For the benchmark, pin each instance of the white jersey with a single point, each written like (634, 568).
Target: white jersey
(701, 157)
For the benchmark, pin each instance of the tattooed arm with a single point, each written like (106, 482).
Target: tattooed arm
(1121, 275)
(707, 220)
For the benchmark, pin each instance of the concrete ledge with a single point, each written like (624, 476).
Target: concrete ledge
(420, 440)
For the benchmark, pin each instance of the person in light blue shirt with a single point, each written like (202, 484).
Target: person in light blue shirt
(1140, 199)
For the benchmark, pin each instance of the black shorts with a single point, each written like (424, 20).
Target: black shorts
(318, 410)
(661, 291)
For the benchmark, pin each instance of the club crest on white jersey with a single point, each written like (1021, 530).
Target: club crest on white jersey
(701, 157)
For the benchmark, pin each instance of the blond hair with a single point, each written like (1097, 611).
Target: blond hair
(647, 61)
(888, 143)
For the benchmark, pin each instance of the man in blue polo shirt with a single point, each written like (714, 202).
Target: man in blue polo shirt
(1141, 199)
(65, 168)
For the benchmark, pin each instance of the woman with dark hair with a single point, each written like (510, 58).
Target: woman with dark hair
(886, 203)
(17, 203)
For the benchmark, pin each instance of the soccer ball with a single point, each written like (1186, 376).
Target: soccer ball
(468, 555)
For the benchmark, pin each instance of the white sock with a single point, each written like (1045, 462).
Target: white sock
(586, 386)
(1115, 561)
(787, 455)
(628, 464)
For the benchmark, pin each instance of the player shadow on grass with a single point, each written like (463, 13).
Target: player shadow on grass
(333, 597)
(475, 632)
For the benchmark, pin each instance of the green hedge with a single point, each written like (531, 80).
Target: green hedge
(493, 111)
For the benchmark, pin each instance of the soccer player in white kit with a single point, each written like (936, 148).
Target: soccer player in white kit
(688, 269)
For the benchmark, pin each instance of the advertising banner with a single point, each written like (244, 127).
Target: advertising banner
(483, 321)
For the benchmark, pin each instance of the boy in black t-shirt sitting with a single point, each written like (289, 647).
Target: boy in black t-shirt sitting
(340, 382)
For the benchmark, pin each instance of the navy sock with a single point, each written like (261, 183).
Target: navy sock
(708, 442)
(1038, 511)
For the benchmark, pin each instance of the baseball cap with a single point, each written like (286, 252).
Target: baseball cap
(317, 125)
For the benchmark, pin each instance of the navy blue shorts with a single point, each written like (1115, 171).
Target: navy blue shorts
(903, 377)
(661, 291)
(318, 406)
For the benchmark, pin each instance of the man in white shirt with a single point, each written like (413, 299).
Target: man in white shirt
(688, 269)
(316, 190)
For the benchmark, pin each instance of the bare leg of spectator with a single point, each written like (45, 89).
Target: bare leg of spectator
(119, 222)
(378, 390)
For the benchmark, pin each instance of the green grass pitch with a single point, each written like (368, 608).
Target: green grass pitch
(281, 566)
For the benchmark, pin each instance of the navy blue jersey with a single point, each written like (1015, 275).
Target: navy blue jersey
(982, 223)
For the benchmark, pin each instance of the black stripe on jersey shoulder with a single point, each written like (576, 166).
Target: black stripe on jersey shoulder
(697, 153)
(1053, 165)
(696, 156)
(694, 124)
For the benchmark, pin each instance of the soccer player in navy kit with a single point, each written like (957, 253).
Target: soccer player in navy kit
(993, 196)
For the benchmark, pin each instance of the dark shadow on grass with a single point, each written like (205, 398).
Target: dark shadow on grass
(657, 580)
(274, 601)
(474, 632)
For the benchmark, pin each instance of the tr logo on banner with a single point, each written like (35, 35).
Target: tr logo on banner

Set problem | Reproduce verbatim the stretch of the listing above, from the line containing "For the benchmark, pin each instance of the dark" through the final line of the listing.

Final answer |
For the benchmark, pin each instance of the dark shadow on grass with a single point, each written like (205, 398).
Target: dark shadow on grass
(657, 580)
(274, 601)
(474, 632)
For the benchmark, pin each instance of the tr logo on banner with a single point, each written like (35, 35).
Target: tr logo on banner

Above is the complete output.